[Problem]:
List every title of an animated work that the spotlight piece on adaptive writers mentions by name.

[Passage given]:
Spotlight - The Overlooked Brilliance Of Adaptive Writers

 

While there will forever be an ongoing debate as to whether sub or dub is the paramount form of foreign animation, it is an undeniable fact that many English-language iterations have achieved cult status among the West.

From series such as 'Pokemon', 'Dragon Ball Z', 'Full Metal Alchemist' and more, to the epic feature of Studio Ghibli, ‘Ghost in the Shell’, and Akira, a countless list of projects have resonated with Western audiences just as strongly as they have among those of their home countries. This, of course, owes largely to the amazing premise, visuals, and music of the production which is universal in nature, but it is rare that fans are aware of, or even contemplate, the full scope of what goes into translating such a work for an English-speaking audience.

[Records]:
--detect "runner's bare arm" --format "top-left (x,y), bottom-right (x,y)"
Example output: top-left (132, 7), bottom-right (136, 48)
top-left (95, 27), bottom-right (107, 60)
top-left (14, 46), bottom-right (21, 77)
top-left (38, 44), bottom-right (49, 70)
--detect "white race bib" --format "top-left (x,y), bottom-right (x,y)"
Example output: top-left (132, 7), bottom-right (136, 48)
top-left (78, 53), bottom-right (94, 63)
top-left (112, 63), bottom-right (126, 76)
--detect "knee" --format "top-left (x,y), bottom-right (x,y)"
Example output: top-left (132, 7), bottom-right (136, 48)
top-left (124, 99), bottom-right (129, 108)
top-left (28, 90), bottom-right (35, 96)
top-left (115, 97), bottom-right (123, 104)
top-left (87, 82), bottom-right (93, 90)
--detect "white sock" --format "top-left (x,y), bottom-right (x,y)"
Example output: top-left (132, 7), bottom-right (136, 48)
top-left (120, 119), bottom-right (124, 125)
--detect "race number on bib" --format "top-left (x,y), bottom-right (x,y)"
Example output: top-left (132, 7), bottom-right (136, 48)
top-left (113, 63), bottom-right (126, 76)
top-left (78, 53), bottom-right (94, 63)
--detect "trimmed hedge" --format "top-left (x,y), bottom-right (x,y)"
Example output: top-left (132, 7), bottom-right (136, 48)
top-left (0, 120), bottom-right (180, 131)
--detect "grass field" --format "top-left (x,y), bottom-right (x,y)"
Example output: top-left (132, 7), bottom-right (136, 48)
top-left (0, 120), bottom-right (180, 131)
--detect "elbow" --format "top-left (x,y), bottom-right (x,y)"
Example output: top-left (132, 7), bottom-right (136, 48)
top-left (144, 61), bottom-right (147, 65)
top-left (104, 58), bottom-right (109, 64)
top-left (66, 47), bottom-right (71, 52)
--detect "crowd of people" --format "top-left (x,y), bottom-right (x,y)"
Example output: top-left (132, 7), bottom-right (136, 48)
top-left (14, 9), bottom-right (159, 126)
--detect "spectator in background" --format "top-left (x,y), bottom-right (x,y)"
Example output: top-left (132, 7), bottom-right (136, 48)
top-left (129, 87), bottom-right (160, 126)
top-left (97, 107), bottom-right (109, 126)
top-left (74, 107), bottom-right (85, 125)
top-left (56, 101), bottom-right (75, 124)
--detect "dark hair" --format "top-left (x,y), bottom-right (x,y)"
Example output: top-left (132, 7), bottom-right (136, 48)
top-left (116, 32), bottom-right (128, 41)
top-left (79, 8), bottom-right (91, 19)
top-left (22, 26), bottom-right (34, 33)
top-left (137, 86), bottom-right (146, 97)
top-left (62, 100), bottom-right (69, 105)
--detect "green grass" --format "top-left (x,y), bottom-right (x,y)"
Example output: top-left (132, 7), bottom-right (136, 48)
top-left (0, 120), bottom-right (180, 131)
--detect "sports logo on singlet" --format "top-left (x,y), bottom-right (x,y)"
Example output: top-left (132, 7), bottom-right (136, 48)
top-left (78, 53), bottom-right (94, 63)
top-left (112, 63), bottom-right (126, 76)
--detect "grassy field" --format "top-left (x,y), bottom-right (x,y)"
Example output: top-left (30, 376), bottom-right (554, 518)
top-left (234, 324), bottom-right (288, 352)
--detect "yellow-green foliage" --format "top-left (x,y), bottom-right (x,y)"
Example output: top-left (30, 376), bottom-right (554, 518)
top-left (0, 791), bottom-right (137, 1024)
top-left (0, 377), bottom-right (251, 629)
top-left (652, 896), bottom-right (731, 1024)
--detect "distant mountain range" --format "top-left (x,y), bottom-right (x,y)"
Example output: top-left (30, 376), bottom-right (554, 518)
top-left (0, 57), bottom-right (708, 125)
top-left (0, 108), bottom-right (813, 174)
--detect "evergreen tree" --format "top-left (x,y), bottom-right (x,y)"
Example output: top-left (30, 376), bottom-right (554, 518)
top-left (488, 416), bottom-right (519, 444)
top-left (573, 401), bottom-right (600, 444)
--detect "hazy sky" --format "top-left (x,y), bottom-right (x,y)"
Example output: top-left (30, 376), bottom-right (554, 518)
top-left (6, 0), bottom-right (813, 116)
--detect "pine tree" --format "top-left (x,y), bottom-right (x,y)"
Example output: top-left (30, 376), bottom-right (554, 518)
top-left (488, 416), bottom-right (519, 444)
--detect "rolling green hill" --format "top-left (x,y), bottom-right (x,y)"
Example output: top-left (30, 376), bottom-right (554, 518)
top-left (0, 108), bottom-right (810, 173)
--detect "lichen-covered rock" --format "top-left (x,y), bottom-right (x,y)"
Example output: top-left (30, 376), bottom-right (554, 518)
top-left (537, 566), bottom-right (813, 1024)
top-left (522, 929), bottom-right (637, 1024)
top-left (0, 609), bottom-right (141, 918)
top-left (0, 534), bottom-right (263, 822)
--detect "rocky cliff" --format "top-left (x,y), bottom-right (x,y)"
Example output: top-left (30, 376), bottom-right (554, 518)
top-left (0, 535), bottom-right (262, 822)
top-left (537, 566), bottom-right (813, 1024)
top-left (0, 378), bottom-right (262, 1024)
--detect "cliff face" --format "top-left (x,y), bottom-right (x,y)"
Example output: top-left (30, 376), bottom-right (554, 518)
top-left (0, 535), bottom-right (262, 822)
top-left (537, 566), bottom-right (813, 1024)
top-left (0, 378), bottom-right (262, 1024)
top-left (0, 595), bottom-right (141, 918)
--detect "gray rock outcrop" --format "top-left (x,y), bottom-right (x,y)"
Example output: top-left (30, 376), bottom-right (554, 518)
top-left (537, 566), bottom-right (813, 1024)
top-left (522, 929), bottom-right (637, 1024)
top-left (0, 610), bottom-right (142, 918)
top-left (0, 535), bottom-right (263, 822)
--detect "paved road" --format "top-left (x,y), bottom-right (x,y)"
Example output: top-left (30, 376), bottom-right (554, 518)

[Answer to this exercise]:
Pokemon
Dragon Ball Z
Full Metal Alchemist
Ghost in the Shell
Akira